WHAT TO PRODUCE:
Copy out the listing below line for line, keeping every word, number, and mark as it stands.

[Start]

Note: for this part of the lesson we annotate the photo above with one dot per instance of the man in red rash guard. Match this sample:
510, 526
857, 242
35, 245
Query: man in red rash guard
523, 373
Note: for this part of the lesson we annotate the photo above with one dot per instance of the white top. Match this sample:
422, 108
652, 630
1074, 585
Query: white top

[End]

TASK RESPONSE:
Note: for this part of the lesson we annotate the photo above with one dot per instance of the man in red rash guard. Match this sample:
510, 526
857, 242
35, 245
Query: man in red rash guard
523, 373
Note: for this part of the lesson we annotate the photo above with one dot per instance of the white top. Match this sample:
422, 108
652, 630
1074, 585
Query: white top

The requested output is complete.